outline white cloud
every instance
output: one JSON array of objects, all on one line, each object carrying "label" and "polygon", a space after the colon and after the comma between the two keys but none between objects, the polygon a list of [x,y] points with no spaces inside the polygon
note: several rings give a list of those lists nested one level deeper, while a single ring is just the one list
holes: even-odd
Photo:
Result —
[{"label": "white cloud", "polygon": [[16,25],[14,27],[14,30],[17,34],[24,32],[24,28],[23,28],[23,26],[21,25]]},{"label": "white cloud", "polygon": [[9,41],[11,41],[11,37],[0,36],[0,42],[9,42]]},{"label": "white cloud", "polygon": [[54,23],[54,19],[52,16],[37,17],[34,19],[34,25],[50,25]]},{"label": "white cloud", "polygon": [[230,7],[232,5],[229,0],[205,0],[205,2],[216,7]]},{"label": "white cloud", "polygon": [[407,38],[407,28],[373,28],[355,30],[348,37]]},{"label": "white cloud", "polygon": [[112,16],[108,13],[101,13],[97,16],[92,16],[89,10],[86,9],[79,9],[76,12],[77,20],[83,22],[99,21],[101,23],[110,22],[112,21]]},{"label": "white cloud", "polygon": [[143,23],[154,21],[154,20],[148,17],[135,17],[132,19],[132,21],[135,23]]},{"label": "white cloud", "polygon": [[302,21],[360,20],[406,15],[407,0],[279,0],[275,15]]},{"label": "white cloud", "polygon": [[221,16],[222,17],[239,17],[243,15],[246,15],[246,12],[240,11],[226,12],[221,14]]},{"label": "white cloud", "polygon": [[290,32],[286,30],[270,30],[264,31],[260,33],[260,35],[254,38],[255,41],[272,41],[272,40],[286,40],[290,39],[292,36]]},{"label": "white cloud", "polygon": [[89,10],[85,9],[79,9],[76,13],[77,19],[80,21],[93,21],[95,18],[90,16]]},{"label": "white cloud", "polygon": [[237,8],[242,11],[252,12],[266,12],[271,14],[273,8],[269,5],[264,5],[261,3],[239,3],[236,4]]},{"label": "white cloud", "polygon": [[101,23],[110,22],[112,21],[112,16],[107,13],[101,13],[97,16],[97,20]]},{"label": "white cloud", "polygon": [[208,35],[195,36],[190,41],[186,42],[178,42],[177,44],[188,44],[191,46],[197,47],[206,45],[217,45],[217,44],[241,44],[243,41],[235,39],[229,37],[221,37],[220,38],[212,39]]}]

### TASK BRIEF
Reproduce the records with "instance" swapped for "occurrence" and everything else unchanged.

### SOLUTION TO THIS EXERCISE
outline white cloud
every occurrence
output: one JSON array of objects, all on one line, each object carrying "label" and "polygon", a space after the colon and after the comma between the two keys but none between objects, the polygon a list of [x,y] points with no spaces inside the polygon
note: several rings give a list of those lists nested one level deeper, while a single ring is just the one list
holes: even-odd
Photo:
Result —
[{"label": "white cloud", "polygon": [[16,25],[14,27],[14,30],[17,34],[24,32],[24,28],[23,28],[23,26],[21,25]]},{"label": "white cloud", "polygon": [[9,41],[11,41],[11,37],[0,36],[0,42],[9,42]]},{"label": "white cloud", "polygon": [[54,23],[54,19],[52,16],[37,17],[34,19],[34,25],[50,25]]},{"label": "white cloud", "polygon": [[230,7],[232,5],[229,0],[205,0],[205,2],[216,7]]},{"label": "white cloud", "polygon": [[407,38],[407,28],[373,28],[355,30],[348,37]]},{"label": "white cloud", "polygon": [[112,16],[108,13],[101,13],[97,16],[92,16],[89,10],[86,9],[79,9],[76,12],[77,20],[83,22],[99,21],[101,23],[110,22],[112,21]]},{"label": "white cloud", "polygon": [[143,23],[154,21],[154,20],[148,17],[135,17],[132,19],[132,21],[135,23]]},{"label": "white cloud", "polygon": [[302,21],[360,20],[406,15],[407,0],[279,0],[275,15]]},{"label": "white cloud", "polygon": [[221,16],[222,17],[239,17],[243,15],[246,15],[246,12],[240,11],[226,12],[221,14]]},{"label": "white cloud", "polygon": [[290,32],[286,30],[270,30],[264,31],[260,33],[260,35],[254,38],[255,41],[272,41],[272,40],[286,40],[290,39],[292,36]]},{"label": "white cloud", "polygon": [[89,10],[85,9],[79,9],[76,13],[77,19],[80,21],[93,21],[95,18],[90,16]]},{"label": "white cloud", "polygon": [[237,8],[242,11],[252,12],[266,12],[271,14],[273,8],[269,5],[264,5],[261,3],[239,3],[236,4]]},{"label": "white cloud", "polygon": [[101,23],[110,22],[112,21],[112,16],[107,13],[101,13],[97,16],[97,20]]},{"label": "white cloud", "polygon": [[208,35],[195,36],[190,41],[186,42],[178,42],[177,44],[188,44],[191,46],[197,47],[206,45],[217,45],[217,44],[241,44],[243,41],[235,39],[229,37],[221,37],[220,38],[212,39]]}]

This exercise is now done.